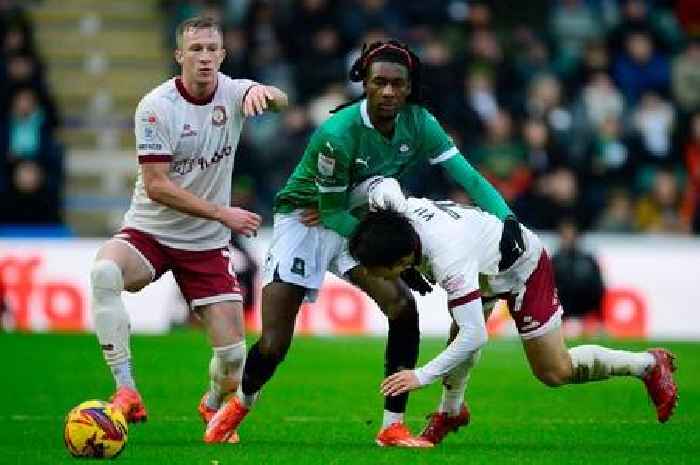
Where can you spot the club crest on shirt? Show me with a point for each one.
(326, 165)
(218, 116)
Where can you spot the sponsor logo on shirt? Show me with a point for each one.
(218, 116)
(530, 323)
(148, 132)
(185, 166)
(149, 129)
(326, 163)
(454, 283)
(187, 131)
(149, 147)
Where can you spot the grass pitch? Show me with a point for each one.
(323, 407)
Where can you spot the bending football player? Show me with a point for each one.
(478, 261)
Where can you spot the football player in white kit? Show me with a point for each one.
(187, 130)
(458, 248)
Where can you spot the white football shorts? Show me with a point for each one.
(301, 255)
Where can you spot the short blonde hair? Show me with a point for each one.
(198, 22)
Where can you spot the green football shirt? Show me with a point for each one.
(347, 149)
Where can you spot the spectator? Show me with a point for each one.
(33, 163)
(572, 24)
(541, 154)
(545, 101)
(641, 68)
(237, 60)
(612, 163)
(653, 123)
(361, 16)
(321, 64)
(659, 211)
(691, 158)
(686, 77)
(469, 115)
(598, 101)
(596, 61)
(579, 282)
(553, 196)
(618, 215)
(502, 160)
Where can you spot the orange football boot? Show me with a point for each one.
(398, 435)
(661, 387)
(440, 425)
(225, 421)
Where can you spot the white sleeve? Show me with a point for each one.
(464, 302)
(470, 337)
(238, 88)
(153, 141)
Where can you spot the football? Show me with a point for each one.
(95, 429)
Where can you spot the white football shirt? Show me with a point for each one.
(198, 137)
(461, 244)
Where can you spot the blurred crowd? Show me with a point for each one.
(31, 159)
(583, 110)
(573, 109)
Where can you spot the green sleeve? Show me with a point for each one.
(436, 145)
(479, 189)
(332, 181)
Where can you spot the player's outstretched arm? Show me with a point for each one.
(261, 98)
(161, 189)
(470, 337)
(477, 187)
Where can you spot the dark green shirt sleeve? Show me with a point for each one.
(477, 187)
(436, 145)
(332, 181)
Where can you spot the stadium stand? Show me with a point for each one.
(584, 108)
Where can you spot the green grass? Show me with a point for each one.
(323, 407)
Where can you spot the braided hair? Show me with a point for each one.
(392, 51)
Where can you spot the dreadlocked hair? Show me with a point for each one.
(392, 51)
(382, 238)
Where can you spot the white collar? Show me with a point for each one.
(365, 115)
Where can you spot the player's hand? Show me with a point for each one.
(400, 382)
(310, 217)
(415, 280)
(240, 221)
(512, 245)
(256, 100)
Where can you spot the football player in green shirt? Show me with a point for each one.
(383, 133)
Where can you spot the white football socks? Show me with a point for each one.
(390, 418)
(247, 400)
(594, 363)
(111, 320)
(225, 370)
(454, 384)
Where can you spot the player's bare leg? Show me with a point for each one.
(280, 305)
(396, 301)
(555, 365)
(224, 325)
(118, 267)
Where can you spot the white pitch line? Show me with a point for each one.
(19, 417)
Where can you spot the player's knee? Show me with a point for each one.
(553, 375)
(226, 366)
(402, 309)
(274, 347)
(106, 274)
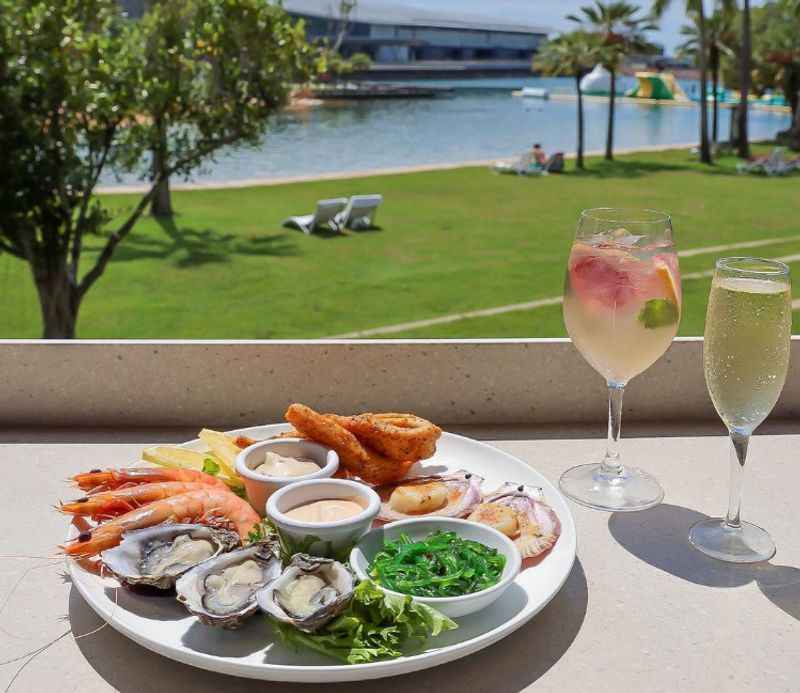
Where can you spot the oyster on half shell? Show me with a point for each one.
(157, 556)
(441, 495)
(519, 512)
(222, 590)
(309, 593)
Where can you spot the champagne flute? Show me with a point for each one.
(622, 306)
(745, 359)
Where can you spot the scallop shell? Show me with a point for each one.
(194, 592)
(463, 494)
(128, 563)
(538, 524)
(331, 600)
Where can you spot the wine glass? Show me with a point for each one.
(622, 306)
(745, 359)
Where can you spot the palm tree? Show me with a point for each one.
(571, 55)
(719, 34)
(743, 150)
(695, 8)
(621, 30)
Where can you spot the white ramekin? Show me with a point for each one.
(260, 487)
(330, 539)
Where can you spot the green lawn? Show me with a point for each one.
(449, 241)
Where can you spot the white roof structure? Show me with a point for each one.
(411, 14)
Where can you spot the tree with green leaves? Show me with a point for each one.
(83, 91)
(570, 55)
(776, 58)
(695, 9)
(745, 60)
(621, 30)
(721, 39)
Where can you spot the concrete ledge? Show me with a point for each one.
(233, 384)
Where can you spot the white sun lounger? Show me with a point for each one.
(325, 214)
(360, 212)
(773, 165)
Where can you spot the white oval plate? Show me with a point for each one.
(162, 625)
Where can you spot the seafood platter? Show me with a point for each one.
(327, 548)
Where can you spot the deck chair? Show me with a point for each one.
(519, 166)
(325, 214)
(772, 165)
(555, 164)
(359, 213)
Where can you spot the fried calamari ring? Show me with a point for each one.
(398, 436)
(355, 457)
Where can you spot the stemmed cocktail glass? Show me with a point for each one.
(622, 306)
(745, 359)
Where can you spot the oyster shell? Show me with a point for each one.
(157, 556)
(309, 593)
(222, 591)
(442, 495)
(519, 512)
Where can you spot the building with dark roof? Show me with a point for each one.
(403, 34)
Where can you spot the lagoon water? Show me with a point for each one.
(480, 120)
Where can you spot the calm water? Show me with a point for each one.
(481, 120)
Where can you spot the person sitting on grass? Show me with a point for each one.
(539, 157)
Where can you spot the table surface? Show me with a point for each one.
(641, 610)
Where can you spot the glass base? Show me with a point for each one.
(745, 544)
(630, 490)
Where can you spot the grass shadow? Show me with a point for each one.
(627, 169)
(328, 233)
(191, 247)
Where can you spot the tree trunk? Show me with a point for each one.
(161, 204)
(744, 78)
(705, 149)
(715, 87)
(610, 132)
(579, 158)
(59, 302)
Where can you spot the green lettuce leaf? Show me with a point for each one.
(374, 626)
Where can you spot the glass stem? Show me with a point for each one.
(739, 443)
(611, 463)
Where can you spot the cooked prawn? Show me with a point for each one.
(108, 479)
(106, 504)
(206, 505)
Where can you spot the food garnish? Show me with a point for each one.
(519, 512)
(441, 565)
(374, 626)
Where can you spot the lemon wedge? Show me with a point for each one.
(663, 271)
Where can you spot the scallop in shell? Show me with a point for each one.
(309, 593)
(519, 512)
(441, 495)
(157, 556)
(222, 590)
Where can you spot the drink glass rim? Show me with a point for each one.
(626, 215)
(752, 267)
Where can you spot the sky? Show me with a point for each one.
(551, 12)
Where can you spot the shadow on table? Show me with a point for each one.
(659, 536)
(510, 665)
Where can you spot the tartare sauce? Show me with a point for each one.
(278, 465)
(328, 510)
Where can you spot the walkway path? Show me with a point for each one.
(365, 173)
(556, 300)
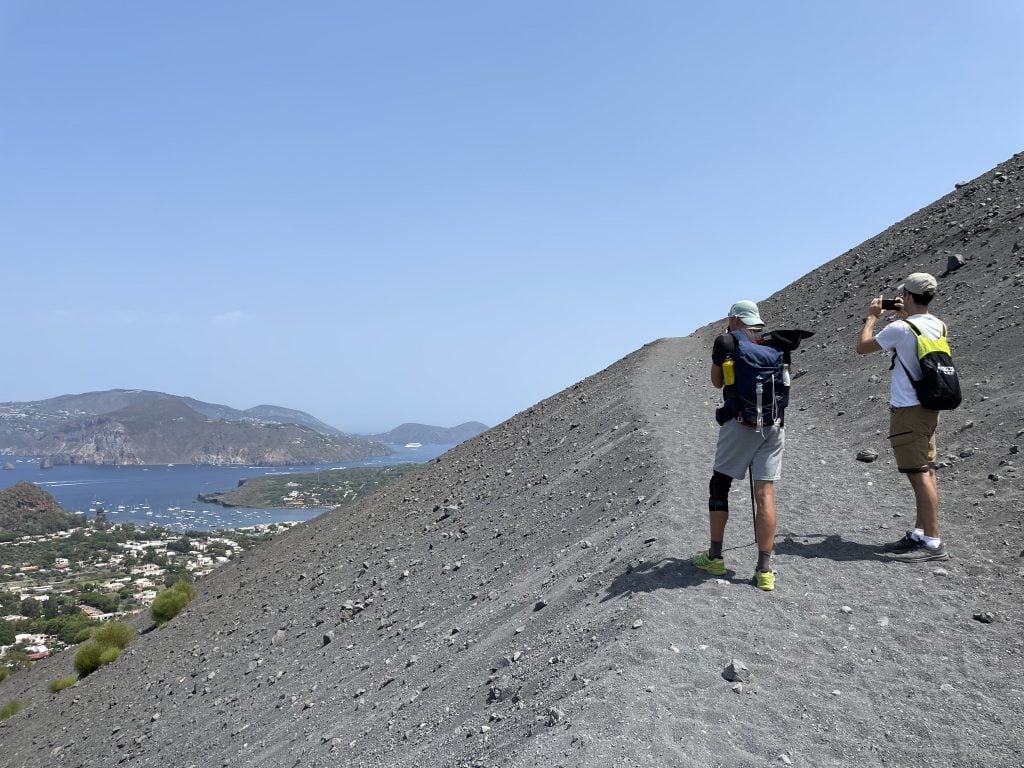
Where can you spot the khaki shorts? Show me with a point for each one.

==

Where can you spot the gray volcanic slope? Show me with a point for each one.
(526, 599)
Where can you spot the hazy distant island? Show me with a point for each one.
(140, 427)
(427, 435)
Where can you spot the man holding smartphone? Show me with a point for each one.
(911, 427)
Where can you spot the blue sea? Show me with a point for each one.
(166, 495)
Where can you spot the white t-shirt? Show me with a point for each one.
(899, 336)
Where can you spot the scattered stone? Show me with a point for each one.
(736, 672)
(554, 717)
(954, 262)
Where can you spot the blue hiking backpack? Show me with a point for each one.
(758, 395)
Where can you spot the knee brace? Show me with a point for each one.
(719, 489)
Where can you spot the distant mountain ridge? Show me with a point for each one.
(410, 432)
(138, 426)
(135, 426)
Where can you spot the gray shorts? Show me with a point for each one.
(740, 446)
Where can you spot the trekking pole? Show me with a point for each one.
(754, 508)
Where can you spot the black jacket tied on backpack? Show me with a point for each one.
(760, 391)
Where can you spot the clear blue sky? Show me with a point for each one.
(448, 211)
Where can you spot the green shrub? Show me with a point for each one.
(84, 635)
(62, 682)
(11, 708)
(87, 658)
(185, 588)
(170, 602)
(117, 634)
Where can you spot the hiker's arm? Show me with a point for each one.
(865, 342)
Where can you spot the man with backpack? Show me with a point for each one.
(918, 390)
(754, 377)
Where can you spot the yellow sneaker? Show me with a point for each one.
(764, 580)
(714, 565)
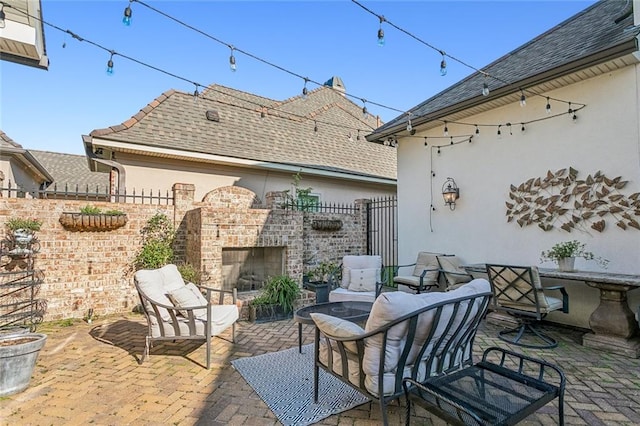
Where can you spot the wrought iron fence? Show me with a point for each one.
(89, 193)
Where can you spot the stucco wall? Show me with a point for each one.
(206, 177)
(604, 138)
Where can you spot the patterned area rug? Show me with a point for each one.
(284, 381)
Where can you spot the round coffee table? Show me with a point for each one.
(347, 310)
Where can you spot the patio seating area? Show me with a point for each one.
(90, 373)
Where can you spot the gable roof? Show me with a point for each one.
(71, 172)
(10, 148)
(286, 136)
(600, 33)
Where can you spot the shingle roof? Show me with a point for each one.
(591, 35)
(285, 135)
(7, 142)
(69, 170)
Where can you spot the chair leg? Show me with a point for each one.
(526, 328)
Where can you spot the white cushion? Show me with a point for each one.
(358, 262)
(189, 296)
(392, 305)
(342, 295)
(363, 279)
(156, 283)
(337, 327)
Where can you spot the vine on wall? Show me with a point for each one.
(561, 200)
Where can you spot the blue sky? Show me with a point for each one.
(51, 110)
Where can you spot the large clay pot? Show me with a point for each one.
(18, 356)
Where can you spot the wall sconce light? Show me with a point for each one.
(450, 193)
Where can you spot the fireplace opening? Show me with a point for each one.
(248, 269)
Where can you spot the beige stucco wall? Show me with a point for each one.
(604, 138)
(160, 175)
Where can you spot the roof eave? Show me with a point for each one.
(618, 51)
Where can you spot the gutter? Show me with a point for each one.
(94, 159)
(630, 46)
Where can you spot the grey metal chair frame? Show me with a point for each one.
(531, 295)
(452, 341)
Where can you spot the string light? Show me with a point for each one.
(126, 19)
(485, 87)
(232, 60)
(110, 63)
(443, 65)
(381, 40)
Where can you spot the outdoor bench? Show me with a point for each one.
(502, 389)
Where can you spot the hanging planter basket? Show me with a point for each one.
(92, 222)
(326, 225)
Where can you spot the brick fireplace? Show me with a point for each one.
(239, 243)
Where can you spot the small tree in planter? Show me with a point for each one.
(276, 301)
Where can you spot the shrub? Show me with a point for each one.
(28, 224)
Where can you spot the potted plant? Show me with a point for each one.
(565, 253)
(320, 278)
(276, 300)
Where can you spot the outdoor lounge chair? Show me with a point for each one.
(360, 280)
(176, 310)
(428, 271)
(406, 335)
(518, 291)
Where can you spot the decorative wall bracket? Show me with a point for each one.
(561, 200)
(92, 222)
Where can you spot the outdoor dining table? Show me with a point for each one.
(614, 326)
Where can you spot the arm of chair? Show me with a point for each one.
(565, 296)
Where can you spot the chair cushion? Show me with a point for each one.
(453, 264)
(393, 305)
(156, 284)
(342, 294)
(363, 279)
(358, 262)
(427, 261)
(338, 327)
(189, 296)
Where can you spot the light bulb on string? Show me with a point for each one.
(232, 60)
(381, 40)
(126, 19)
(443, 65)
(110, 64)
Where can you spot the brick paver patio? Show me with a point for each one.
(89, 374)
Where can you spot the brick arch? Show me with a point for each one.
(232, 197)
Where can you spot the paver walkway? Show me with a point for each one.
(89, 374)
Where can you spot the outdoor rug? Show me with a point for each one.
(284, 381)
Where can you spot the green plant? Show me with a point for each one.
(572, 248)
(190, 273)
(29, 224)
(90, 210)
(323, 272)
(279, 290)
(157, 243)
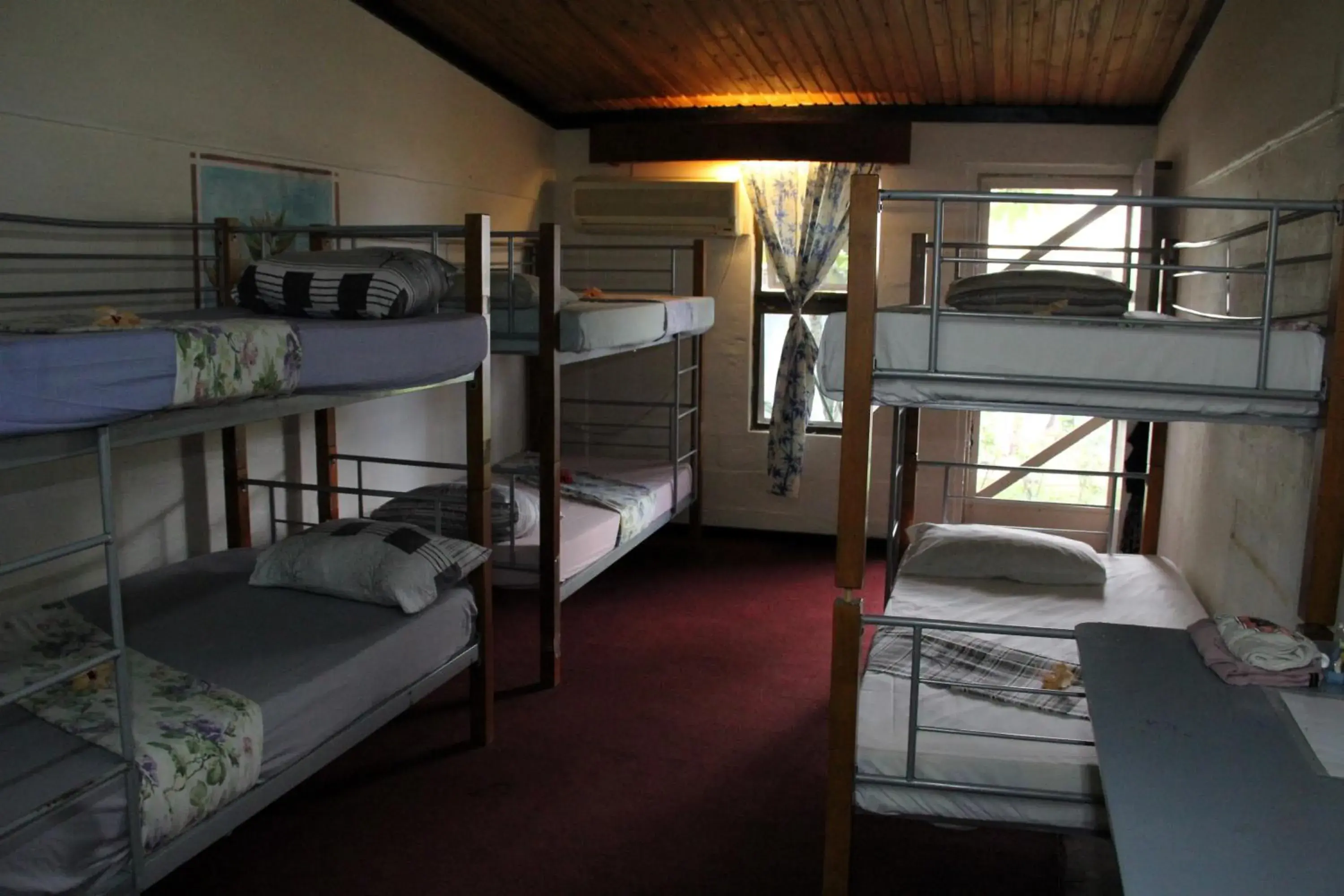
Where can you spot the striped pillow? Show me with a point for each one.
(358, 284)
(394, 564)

> **Direction**
Select every line of the items above that contains the word "oyster" and copy each one out.

> **Response below**
Where can you spot the oyster on half shell? Show me with a point for each one.
Where can you spot the oyster shell? Show me with a point for each one.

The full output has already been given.